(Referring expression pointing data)
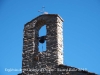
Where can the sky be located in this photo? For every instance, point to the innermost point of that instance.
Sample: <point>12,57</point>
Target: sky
<point>81,31</point>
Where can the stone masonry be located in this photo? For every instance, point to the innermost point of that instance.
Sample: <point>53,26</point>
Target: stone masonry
<point>49,62</point>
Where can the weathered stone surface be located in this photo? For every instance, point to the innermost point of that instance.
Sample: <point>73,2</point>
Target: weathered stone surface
<point>47,62</point>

**AIM OF THE EXERCISE:** The answer must be every line of the records that contains the word "photo".

**COMPLETED EXERCISE:**
Where can the sky be located in this photo? For every instance, point to the innermost point of that instance.
Where can the stone masonry be located in this photo? For every instance, point to the innermost point of that instance.
Where can the weathered stone surface be located in this photo? For every instance, point to the innermost point of that instance.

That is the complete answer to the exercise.